▶ Task objective
Images in the entries are to be skipped, and everything else is to be written out exactly.
________________________________________
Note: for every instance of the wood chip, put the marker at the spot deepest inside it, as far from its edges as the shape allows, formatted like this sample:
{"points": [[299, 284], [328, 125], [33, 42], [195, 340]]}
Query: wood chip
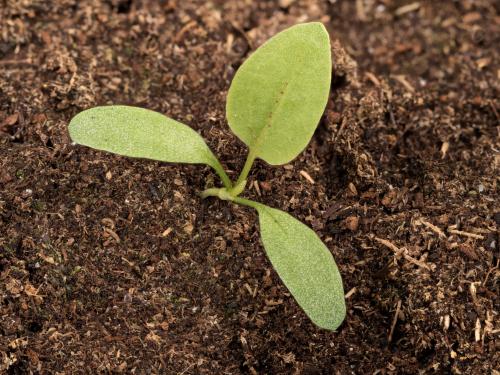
{"points": [[371, 77], [433, 228], [465, 234], [166, 232], [407, 8], [350, 293], [403, 252], [307, 176], [394, 320], [402, 79]]}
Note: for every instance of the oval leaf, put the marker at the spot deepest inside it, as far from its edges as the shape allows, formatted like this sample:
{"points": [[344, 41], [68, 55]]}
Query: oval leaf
{"points": [[140, 133], [305, 265], [278, 95]]}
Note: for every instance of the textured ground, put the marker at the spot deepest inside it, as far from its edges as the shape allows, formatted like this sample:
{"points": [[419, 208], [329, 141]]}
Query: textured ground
{"points": [[115, 265]]}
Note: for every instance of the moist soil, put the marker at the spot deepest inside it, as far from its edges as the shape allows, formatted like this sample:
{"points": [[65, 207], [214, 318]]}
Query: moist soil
{"points": [[114, 265]]}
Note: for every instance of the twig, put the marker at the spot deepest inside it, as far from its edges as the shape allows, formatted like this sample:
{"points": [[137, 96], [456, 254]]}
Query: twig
{"points": [[433, 228]]}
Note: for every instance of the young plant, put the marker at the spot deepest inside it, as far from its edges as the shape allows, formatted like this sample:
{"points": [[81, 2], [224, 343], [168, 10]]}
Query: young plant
{"points": [[274, 104]]}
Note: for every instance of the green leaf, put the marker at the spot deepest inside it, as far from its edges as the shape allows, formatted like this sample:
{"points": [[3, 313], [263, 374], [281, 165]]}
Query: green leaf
{"points": [[305, 265], [141, 133], [278, 95]]}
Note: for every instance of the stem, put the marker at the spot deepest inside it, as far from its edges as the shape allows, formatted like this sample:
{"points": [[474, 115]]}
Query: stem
{"points": [[222, 174], [246, 168]]}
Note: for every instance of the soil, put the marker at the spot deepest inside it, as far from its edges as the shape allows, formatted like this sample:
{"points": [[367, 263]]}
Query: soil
{"points": [[114, 265]]}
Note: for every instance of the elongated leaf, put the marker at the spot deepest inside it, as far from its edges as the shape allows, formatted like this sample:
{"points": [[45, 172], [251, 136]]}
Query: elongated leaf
{"points": [[305, 265], [278, 95], [141, 133]]}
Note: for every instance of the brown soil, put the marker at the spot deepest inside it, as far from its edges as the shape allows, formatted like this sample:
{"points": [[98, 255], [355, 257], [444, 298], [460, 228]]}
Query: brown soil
{"points": [[115, 265]]}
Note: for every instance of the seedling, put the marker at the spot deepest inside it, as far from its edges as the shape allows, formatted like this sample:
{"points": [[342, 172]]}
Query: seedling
{"points": [[274, 104]]}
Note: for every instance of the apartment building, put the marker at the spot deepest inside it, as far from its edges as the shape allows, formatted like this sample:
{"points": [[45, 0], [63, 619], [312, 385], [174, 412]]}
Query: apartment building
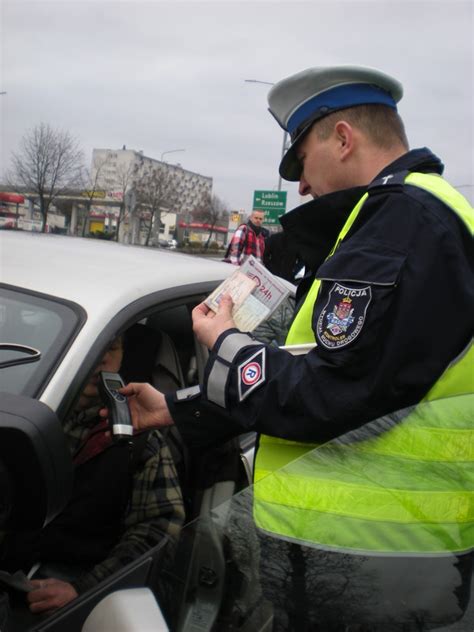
________________________________________
▶ Written answer
Note: for every instance of the wood chip, put the marker at the spot deepest inside it, as far from its edges as the shape allows, formatted like this sample:
{"points": [[299, 284], [328, 125], [33, 42], [195, 340]]}
Query: wood chip
{"points": [[371, 77], [433, 228], [465, 234], [166, 232], [407, 8], [350, 293], [403, 252], [307, 176], [394, 320], [402, 79]]}
Note: for every instance of the oval leaf, put the marker at the spot deepest inside it, as far from its edges as the shape allows, formatted like this sample:
{"points": [[344, 41], [68, 55]]}
Query: oval leaf
{"points": [[140, 133], [305, 265], [278, 95]]}
Note: for every instance of the textured ground, put the marker at the spot deepest inside it, as far from its edges as the shape allows, formatted like this sample:
{"points": [[419, 208], [329, 141]]}
Query: textured ground
{"points": [[115, 265]]}
Note: for every instance of the moist soil, put the marker at the spot deepest inside it, as far from its edges as the shape allows, formatted like this sample:
{"points": [[65, 207], [214, 318]]}
Query: moist soil
{"points": [[114, 265]]}
Note: for every instance of the twig, put the marker at the spot deepest inside it, as far from its edges as the shape allows, formatted like this sample:
{"points": [[137, 96], [456, 254]]}
Query: twig
{"points": [[433, 228]]}
Note: for every instance of the young plant, put the marker at the spot deepest inside it, as far from its edges as the shape allows, formatted like this sample:
{"points": [[81, 2], [224, 343], [168, 10]]}
Query: young plant
{"points": [[274, 104]]}
Note: for every instance of the green leaf, put the marker at the spot deepest inside it, as far from its edges as the shape allows, formatted like this sample:
{"points": [[3, 313], [263, 374], [281, 165]]}
Query: green leaf
{"points": [[305, 265], [141, 133], [278, 95]]}
Note: for every instance of the stem, put the marker at the spot deepest inside it, as far from its edges as the shape allows, formatted like this sample:
{"points": [[474, 115]]}
Query: stem
{"points": [[222, 174], [246, 168]]}
Note: for every instance of the soil, put the marker at the spot deepest inside it, as far from its edges as the shape allows, formatted like this sample:
{"points": [[367, 263]]}
Query: soil
{"points": [[114, 265]]}
Note: for every instance of the elongated leaf, put the marker at the spot deepest inside it, as far from its edges as the shape allows, formatted like this sample:
{"points": [[45, 172], [251, 136]]}
Query: elongated leaf
{"points": [[305, 265], [278, 95], [141, 133]]}
Note: for every instance of the brown soil, put the marker at the spot deepest inside it, as far from its edges as the shape allows, formatted like this sample:
{"points": [[98, 255], [355, 257], [444, 298], [460, 228]]}
Query: brown soil
{"points": [[115, 265]]}
Note: for every instance of the seedling, put the marker at the spot deepest inside it, as far from its edges as the shape allows, formatted like this sample:
{"points": [[342, 172]]}
Query: seedling
{"points": [[274, 104]]}
Note: for every instance of the apartment building, put the marker at the spot deepest inside it, as far from its edges as the shape allows, formatted like this sample:
{"points": [[45, 0], [63, 619], [312, 385], [174, 412]]}
Query: apartment building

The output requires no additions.